Katze, Esel, Lama

Welträtsel Es ist lange her, dass ein Film von Jean-Luc Godard in die deutschen Kinos kam. Nun startet „Film Socialisme“, und man mag fragen: Über wen macht sich Godard da lustig?

Es gibt Künstler, und es gibt Theoretiker. Und dann sind da noch jene Künstler, die so sonderbar zwischen der Kunst und der Methode stecken, vermittelnd und trennend, dass ihr Werk etwas Monströses, nie Abschließbares erhält. Während sie zugleich zu Kulturhelden werden, dienen sie der Theorie und machen zugleich die Kunst ratlos. Oder umgekehrt. Kleist vielleicht, Musil, Arno Schmidt, Jean-Luc Godard.

Diese Theoretiker/Künstler bezahlen die Bewunderung oft damit, dass sie einem größeren Publikum verloren gehen, weil sie als „schwierig“ gelten, weil ihr Werk, wie grandios auch immer, an sich selber scheitern muss. Und der Künstler selber natürlich mit ihm. Darüber kann man verzweifeln oder lachen.

Man muss zuerst verstehen, dass Godard ein Mensch mit Humor ist. Er spielt den Clown, das macht er gern. Auch als Filmlehrer, und JLG ist ein begnadeter Filmlehrer, er ist ein Clown-Philosoph, und das gilt umso mehr für die Anwesenheit des Künstlers in seinen Filmen. So spielt er natürlich mit seiner eigenen Verschrobenheit, aber es wäre sträflich, hinter dem Clownesken nicht das Philosophische zu sehen, wir könnten auch sagen: das Politische.

Auf einer langen Reise

Sehen wir uns einen Film von Federico Fellini an, dann dürfen wir uns dazu alles möglich denken, unseren eigenen Träumen nachhängen oder uns einfach kindischem Staunen überlassen. Sehen wir einen Film von Jean-Luc Godard dagegen, so wird automatisch eine Diskursmaschine in unserem Kopf angeworfen. Übrigens haben die jeweils anderen Godard nicht richtig verstanden. Immer. Und das Unverständliche ist natürlich nicht, wie bei Fellini, ein Eingang in Traum, Komposition und Mythos, sondern eine konkrete Geste gegen Hollywood, gegen die Hauptkultur.

Jean-Luc Godard hat mehrfach das Ende des Cinéma (Film/Kino) behauptet (am rigorosesten in Weekend) und dann jenseits dieses Endes wieder neu begonnen. Aber dieses Filmen jenseits des Endes des Filmens verbirgt keineswegs die Trauer darüber, dass der Film ein Medium der Befreiung hätte werden können, und dass er stattdessen eines der fundamentalen Medien der Unterdrückung geworden ist.

EXTRAHIERTE DATEN:
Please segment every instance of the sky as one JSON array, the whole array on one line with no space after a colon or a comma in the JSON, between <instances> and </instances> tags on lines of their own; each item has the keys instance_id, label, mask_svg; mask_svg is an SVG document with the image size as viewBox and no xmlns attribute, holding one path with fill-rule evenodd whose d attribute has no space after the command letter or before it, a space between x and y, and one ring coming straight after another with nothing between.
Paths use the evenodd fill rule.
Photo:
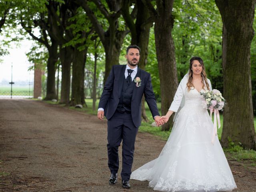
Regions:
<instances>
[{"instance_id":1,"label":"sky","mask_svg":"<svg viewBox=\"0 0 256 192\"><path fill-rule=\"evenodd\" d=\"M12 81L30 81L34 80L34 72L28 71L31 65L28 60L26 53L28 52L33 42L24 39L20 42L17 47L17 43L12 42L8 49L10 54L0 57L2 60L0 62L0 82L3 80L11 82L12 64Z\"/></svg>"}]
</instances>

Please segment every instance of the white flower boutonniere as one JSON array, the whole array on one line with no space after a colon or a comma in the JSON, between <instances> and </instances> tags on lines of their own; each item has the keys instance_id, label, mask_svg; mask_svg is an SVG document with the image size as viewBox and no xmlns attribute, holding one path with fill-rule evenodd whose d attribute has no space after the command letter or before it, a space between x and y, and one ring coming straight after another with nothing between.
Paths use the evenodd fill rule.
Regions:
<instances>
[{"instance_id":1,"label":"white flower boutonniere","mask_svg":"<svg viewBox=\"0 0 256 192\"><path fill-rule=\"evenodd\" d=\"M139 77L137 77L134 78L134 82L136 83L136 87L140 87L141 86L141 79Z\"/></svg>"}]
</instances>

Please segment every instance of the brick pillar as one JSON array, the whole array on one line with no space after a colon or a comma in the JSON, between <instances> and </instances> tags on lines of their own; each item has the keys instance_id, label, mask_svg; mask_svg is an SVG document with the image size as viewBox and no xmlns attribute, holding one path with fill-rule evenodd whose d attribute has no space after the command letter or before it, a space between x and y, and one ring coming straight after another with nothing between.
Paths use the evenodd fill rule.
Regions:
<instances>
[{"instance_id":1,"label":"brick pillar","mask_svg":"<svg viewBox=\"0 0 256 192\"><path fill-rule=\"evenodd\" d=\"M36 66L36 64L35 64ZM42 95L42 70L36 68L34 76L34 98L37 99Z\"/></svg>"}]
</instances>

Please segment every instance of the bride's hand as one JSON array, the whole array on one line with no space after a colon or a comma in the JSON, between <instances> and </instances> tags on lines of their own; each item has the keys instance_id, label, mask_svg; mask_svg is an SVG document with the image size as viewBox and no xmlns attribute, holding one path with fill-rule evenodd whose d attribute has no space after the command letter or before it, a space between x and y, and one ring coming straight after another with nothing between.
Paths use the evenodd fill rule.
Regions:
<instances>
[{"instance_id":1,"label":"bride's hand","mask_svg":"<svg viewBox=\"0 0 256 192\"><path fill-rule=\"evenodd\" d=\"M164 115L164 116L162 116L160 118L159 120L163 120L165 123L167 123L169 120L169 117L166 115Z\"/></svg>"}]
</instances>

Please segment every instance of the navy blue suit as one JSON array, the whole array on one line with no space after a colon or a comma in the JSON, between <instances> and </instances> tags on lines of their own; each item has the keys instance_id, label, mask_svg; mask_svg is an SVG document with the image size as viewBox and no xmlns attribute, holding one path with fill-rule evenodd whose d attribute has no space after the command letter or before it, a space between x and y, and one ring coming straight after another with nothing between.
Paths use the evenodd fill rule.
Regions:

* * *

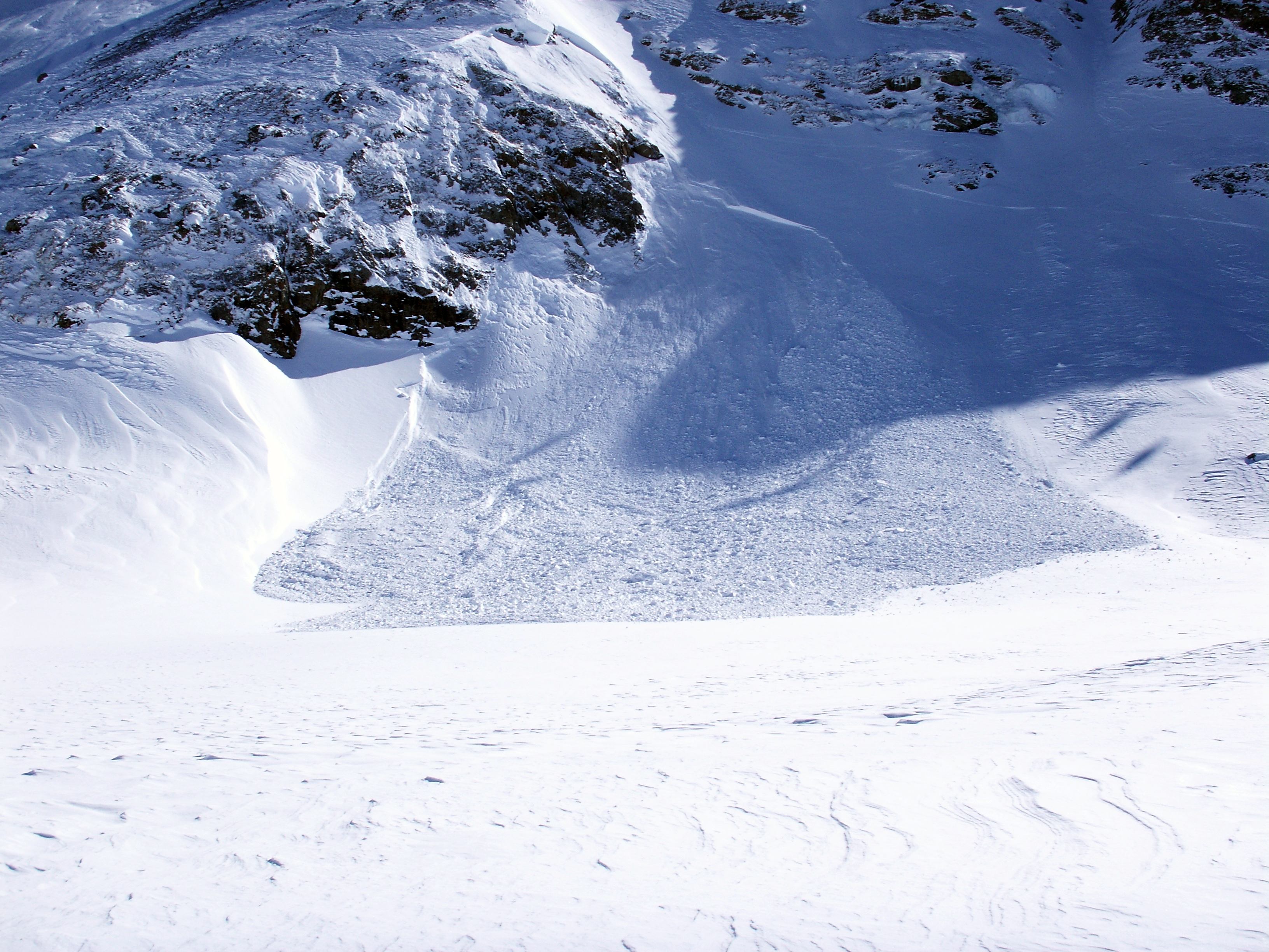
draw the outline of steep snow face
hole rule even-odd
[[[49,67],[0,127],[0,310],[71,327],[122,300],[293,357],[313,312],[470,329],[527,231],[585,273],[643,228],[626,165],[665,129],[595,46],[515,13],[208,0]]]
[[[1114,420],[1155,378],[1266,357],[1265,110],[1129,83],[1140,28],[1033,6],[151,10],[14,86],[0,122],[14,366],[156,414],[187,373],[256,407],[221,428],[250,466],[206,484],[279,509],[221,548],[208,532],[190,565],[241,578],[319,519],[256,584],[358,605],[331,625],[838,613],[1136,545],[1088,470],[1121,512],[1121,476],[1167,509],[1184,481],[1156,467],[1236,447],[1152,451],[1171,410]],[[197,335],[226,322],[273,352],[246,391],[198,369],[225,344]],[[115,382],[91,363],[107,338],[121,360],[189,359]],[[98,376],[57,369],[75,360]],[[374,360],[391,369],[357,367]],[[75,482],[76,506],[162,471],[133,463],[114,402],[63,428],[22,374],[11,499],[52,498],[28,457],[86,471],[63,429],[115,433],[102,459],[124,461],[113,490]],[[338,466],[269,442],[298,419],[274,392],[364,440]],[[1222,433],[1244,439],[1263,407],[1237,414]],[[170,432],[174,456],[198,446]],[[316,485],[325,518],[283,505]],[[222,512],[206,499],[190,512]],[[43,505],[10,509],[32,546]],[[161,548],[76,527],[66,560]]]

ZU ERLEDIGEN:
a. Gib bitte den Auszug über Jean-Luc Godard von „Welträtsel Es ist“ bis „verzweifeln oder lachen.“ wieder und tausche dabei „Kunst“ gegen „Musik“ aus.
b. Führe den Auszug über Jean-Luc Godard im Anschluss an seinen letzten Satz fort.
Die Daten stehen in keinem Zusammenhang mit dem Auszug über Jean-Luc Godard.

LÖSUNGEN:
a.
Welträtsel Es ist lange her, dass ein Film von Jean-Luc Godard in die deutschen Kinos kam. Nun startet „Film Socialisme“, und man mag fragen: Über wen macht sich Godard da lustig?

Es gibt Künstler, und es gibt Theoretiker. Und dann sind da noch jene Künstler, die so sonderbar zwischen der Musik und der Methode stecken, vermittelnd und trennend, dass ihr Werk etwas Monströses, nie Abschließbares erhält. Während sie zugleich zu Kulturhelden werden, dienen sie der Theorie und machen zugleich die Musik ratlos. Oder umgekehrt. Kleist vielleicht, Musil, Arno Schmidt, Jean-Luc Godard.

Diese Theoretiker/Künstler bezahlen die Bewunderung oft damit, dass sie einem größeren Publikum verloren gehen, weil sie als „schwierig“ gelten, weil ihr Werk, wie grandios auch immer, an sich selber scheitern muss. Und der Künstler selber natürlich mit ihm. Darüber kann man verzweifeln oder lachen.

b.
So ist Film Socialisme kein Film, der vom Sozialismus handelt. Man begreift, was gemeint ist, wenn man den Titel vom „Film Capitalisme“ her liest. Im „normalen“ Kinofilm „entfaltet“ sich der Kapitalismus in dem, was er sagt, und als Ausdruck dessen, wie er entstanden ist. Der Film Capitalisme ist ein widersprüchliches Marktgeschehen. Ein Film Socialisme geht radikal anders mit seinem Material um. Die technischen, ökonomischen, sozialen und semiotischen Maschinen, die zur Herstellung eines Films benötigt werden, produzieren nicht „Mehrwert“ und „Abfall“, sie werden nicht zum Museum der toten Arbeit, sie produzieren „für sich“. Lebendige Arbeit oder anders gesagt: Ein Film Capitalisme kann nur das Vergangene abbilden, ein Film Socialisme versucht, in die Zukunft zu greifen.

Jean-Luc Godard scheint mir nicht erst seit Hélas pour moi (1993) auf einer langen Reise in die Antike zu sein oder an den Ursprung des Denkens aus dem Mythos heraus. In Logos, Theknos, Textos, Videos, Audios eingeteilt sind die Mitarbeiter dieses Projektes, wieder einmal ein letztes möglicherweise. Das erste Bild des Films ist ein Papageienpaar. Das zweite ist Wasser.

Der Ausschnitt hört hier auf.